## Dataset content
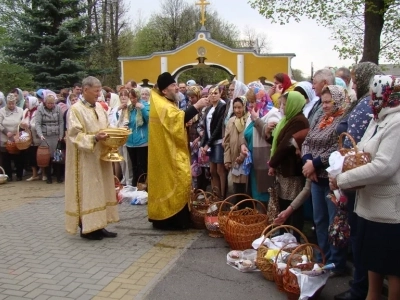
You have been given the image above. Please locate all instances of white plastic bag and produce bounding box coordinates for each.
[118,185,148,205]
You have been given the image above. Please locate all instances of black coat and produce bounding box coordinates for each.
[201,101,226,147]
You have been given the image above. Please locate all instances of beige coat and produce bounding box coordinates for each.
[224,117,247,184]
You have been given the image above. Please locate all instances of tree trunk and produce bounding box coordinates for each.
[360,0,386,64]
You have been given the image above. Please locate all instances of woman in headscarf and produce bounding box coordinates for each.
[268,73,296,108]
[35,90,64,183]
[302,85,347,276]
[330,75,400,300]
[240,84,281,203]
[0,94,24,181]
[224,96,249,201]
[11,88,25,109]
[126,88,150,186]
[224,80,249,126]
[21,96,41,181]
[294,81,318,117]
[268,91,309,235]
[333,62,382,300]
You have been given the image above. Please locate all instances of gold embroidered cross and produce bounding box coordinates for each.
[196,0,210,26]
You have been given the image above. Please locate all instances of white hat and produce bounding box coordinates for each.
[187,79,196,86]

## Assignment
Each entry needs to be returned verbatim, with its pictures left out.

## Solution to this task
You have been given the image above. Please locate all instances of white plastic bag and produce bounding box coordinates for each.
[118,185,148,205]
You have been given the image above. Please locate all instances of black coat and produce bounding box coordinates for each.
[201,101,226,147]
You have been given the image above. Please locate all instances of beige coat and produce bounding box coordinates for each.
[224,117,247,184]
You have been given the image above. Please locate all instances of tree trunk and produce bounding box coordinates for each.
[360,0,386,64]
You have been given the image above. Please locate all instances of woman in headscarf and produce bounding box coordinates for each.
[268,73,296,108]
[35,90,64,183]
[302,85,347,276]
[330,75,400,300]
[240,84,281,203]
[0,94,24,181]
[224,96,249,201]
[11,88,25,109]
[126,88,150,186]
[224,80,249,126]
[21,96,41,181]
[294,81,318,117]
[268,91,309,235]
[333,62,382,300]
You have been given the image above. Please locate all instances of gold embroidered cross and produce bounding box coordinates for each.
[196,0,210,26]
You have been given the image above. Please locate all instances of white hat and produce bounding box coordinates for each.
[187,79,196,86]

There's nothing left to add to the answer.